BEGIN SUPPLIED MATERIAL

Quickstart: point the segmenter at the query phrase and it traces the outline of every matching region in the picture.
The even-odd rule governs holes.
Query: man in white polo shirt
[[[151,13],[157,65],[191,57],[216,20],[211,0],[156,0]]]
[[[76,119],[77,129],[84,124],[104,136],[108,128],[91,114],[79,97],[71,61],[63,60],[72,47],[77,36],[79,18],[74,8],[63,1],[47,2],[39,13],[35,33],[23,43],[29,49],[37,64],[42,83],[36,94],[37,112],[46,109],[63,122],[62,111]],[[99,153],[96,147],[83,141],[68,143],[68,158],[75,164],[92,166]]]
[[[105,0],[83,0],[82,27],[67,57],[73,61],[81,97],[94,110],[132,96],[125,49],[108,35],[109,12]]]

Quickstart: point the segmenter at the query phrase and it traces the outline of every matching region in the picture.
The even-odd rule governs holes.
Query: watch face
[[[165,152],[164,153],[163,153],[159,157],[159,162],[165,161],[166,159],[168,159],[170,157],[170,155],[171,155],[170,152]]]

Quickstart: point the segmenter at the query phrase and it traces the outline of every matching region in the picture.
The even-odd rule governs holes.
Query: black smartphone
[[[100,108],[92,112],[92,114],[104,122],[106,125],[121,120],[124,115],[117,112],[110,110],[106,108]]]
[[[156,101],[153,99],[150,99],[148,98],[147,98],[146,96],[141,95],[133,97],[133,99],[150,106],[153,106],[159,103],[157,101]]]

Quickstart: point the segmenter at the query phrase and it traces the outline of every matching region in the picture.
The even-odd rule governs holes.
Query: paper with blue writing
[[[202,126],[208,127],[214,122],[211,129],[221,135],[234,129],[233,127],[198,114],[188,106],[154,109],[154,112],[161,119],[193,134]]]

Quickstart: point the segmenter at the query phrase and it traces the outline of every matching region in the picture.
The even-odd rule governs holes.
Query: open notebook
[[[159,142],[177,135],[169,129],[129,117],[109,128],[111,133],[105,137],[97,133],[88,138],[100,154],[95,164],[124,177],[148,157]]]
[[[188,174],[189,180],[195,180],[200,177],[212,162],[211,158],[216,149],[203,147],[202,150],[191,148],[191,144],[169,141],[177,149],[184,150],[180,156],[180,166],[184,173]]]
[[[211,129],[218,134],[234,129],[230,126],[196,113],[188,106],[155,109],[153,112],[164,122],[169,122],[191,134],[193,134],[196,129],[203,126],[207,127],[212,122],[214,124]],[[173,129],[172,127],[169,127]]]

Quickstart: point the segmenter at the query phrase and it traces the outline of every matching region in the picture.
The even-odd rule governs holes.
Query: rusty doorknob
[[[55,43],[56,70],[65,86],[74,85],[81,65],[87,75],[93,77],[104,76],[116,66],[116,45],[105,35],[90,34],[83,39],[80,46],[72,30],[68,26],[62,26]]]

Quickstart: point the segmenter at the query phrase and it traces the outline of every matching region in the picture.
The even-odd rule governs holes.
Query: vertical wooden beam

END SUPPLIED MATERIAL

WHAT THIS TASK INVOLVES
Update the records from the first line up to and including the line with "[[[151,13],[157,65],[191,57],[216,20],[211,0],[156,0]]]", replacing "query phrase" with "search phrase" and leaving everything else as it is.

RESPONSE TO THE EXERCISE
Quickstart: point the segmenter at the search phrase and it traces the outline of every matching region in the picture.
The even-odd rule governs holes.
Query: man in white polo shirt
[[[151,13],[157,65],[191,57],[216,20],[211,0],[156,0]]]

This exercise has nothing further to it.